Au fur et à mesure de la saison, notre série s’emballe : de simple méfiance, les doutes de notre héros se sont transformés en certitude qui a conduit à l’édiction d’un mandat d’arrêt international contre la DAF de Huawei, arrêtée au Canada l’hiver dernier et en cours de bataille judiciaire pour éviter l’extradition aux États-Unis. Récemment, c’est la fuite dans la presse britannique que le Royaume-Uni ne comptait pas fermer ses portes à l’équipementier chinois, mais l’utiliser pour certaines parties peu sensibles du réseau, qui a de nouveau suscité l’ire de notre héros : tapant du poing sur la table, il a promis de ne plus échanger avec tout allié qui aurait recours aux services du méchant, et ce pendant que le Ministre de la Défense britannique était promptement limogé. Notre saison se termine sur le rappel de la révélation il y a maintenant 6 ans par un lanceur d’alertes américain que notre héros, si prompt à décrier les pratiques de cyberespionnage chinoise, avait lui-même implanté des backdoors au sein de ses propres géants du numérique, permettant une surveillance mondialisée de l’ensemble de ses alliés. Le véritable héros de notre série est ainsi révélé : notre bonne vieille Europe. Prise entre Charybde et Scylla, elle est confrontée à un choix entre deux maux : vaut-il mieux se faire espionner par les États-Unis ou par la Chine ? La suite à la prochaine saison.

• _DONNÉES ENREGISTRÉES_
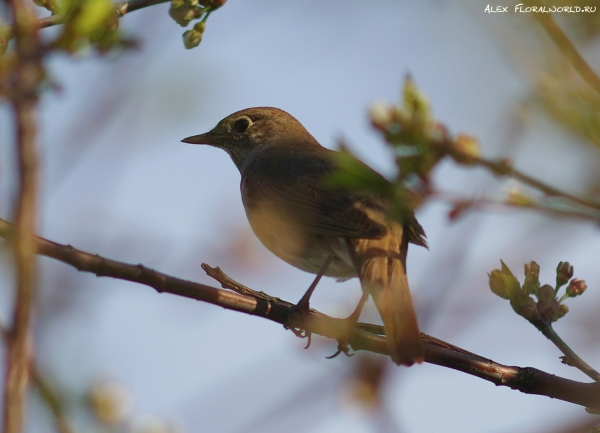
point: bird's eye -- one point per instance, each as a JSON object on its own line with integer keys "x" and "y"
{"x": 241, "y": 124}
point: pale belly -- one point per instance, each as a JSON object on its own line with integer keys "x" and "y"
{"x": 300, "y": 249}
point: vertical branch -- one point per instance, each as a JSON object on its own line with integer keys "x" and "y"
{"x": 24, "y": 85}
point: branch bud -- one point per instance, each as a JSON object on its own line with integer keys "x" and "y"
{"x": 564, "y": 272}
{"x": 576, "y": 287}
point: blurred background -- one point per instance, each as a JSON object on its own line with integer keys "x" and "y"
{"x": 116, "y": 181}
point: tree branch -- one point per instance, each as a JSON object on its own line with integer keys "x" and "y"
{"x": 25, "y": 80}
{"x": 503, "y": 167}
{"x": 365, "y": 337}
{"x": 570, "y": 358}
{"x": 121, "y": 7}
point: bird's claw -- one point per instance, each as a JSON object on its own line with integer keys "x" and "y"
{"x": 344, "y": 348}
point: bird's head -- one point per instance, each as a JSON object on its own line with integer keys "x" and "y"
{"x": 246, "y": 132}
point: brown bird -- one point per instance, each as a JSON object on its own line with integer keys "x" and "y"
{"x": 318, "y": 228}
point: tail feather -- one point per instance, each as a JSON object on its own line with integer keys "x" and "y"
{"x": 380, "y": 264}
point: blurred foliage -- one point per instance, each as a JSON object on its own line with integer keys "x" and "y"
{"x": 549, "y": 307}
{"x": 186, "y": 11}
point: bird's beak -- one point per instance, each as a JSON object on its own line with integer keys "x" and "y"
{"x": 207, "y": 138}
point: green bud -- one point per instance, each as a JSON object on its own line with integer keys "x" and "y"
{"x": 576, "y": 287}
{"x": 415, "y": 103}
{"x": 527, "y": 308}
{"x": 466, "y": 149}
{"x": 547, "y": 305}
{"x": 191, "y": 39}
{"x": 504, "y": 284}
{"x": 532, "y": 281}
{"x": 564, "y": 272}
{"x": 200, "y": 26}
{"x": 3, "y": 45}
{"x": 562, "y": 310}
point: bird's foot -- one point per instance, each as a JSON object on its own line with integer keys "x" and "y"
{"x": 344, "y": 348}
{"x": 302, "y": 310}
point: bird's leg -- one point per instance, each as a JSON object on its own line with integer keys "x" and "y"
{"x": 303, "y": 305}
{"x": 350, "y": 323}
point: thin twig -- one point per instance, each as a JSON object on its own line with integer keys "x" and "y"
{"x": 503, "y": 167}
{"x": 525, "y": 379}
{"x": 121, "y": 7}
{"x": 566, "y": 47}
{"x": 463, "y": 204}
{"x": 26, "y": 78}
{"x": 46, "y": 391}
{"x": 571, "y": 358}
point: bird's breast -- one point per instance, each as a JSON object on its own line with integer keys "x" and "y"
{"x": 288, "y": 241}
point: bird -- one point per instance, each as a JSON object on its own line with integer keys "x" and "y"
{"x": 318, "y": 227}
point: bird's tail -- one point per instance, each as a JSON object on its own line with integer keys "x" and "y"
{"x": 380, "y": 264}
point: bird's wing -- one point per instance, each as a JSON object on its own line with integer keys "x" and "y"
{"x": 294, "y": 189}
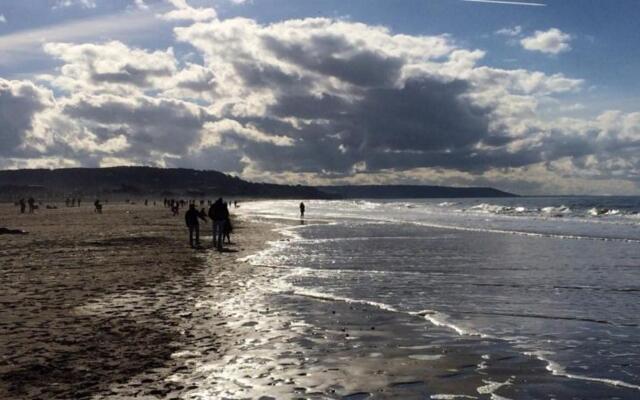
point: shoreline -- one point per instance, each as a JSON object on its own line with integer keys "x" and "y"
{"x": 118, "y": 306}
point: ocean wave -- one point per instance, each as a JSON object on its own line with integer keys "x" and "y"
{"x": 559, "y": 370}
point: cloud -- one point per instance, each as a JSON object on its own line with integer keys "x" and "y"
{"x": 315, "y": 100}
{"x": 183, "y": 11}
{"x": 20, "y": 101}
{"x": 110, "y": 66}
{"x": 74, "y": 3}
{"x": 513, "y": 31}
{"x": 141, "y": 4}
{"x": 553, "y": 41}
{"x": 28, "y": 44}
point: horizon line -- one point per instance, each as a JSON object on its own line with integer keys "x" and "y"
{"x": 506, "y": 2}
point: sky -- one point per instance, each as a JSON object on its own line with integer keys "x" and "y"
{"x": 530, "y": 96}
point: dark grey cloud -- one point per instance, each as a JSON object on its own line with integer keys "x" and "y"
{"x": 130, "y": 74}
{"x": 159, "y": 125}
{"x": 19, "y": 102}
{"x": 333, "y": 55}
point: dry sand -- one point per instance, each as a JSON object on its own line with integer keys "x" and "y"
{"x": 90, "y": 301}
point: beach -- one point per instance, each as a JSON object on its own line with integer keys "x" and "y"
{"x": 116, "y": 305}
{"x": 99, "y": 304}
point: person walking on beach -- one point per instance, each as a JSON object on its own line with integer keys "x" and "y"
{"x": 32, "y": 205}
{"x": 218, "y": 214}
{"x": 228, "y": 228}
{"x": 191, "y": 218}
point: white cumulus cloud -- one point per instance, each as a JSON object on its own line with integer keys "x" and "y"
{"x": 553, "y": 41}
{"x": 183, "y": 11}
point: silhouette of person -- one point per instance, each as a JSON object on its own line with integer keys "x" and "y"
{"x": 218, "y": 214}
{"x": 191, "y": 218}
{"x": 228, "y": 228}
{"x": 32, "y": 204}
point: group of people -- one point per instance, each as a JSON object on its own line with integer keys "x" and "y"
{"x": 22, "y": 203}
{"x": 71, "y": 202}
{"x": 220, "y": 223}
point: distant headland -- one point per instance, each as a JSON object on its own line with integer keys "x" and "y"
{"x": 129, "y": 182}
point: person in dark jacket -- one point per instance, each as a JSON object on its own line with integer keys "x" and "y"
{"x": 228, "y": 228}
{"x": 191, "y": 218}
{"x": 218, "y": 214}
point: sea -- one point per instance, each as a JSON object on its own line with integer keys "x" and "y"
{"x": 555, "y": 278}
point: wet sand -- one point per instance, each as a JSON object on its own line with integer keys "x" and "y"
{"x": 117, "y": 306}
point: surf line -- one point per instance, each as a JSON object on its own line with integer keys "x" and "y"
{"x": 500, "y": 231}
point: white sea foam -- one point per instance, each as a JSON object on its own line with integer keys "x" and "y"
{"x": 435, "y": 317}
{"x": 559, "y": 370}
{"x": 491, "y": 387}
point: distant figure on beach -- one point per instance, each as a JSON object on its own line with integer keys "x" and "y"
{"x": 191, "y": 218}
{"x": 228, "y": 228}
{"x": 218, "y": 214}
{"x": 32, "y": 205}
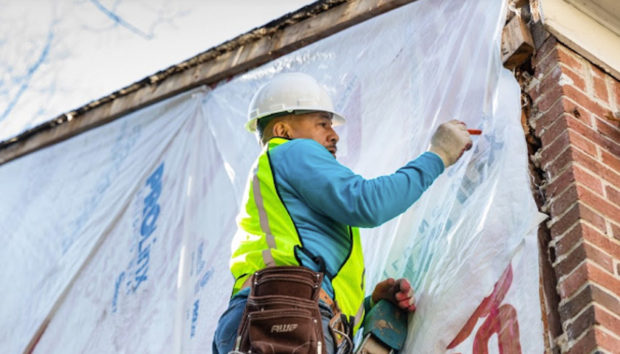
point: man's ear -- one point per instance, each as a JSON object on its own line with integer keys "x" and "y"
{"x": 282, "y": 129}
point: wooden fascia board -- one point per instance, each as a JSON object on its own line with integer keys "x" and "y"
{"x": 245, "y": 56}
{"x": 582, "y": 33}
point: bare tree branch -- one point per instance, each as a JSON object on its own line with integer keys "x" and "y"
{"x": 29, "y": 74}
{"x": 119, "y": 20}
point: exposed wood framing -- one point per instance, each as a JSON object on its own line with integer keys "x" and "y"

• _TRAVAIL À FAIRE_
Reprenez mot pour mot l'extrait sur Huawei, en entier. Ces lignes viennent d'une autre source que l'extrait.

• _RÉPONSE_
Au fur et à mesure de la saison, notre série s’emballe : de simple méfiance, les doutes de notre héros se sont transformés en certitude qui a conduit à l’édiction d’un mandat d’arrêt international contre la DAF de Huawei, arrêtée au Canada l’hiver dernier et en cours de bataille judiciaire pour éviter l’extradition aux États-Unis. Récemment, c’est la fuite dans la presse britannique que le Royaume-Uni ne comptait pas fermer ses portes à l’équipementier chinois, mais l’utiliser pour certaines parties peu sensibles du réseau, qui a de nouveau suscité l’ire de notre héros : tapant du poing sur la table, il a promis de ne plus échanger avec tout allié qui aurait recours aux services du méchant, et ce pendant que le Ministre de la Défense britannique était promptement limogé. Notre saison se termine sur le rappel de la révélation il y a maintenant 6 ans par un lanceur d’alertes américain que notre héros, si prompt à décrier les pratiques de cyberespionnage chinoise, avait lui-même implanté des backdoors au sein de ses propres géants du numérique, permettant une surveillance mondialisée de l’ensemble de ses alliés. Le véritable héros de notre série est ainsi révélé : notre bonne vieille Europe. Prise entre Charybde et Scylla, elle est confrontée à un choix entre deux maux : vaut-il mieux se faire espionner par les États-Unis ou par la Chine ? La suite à la prochaine saison.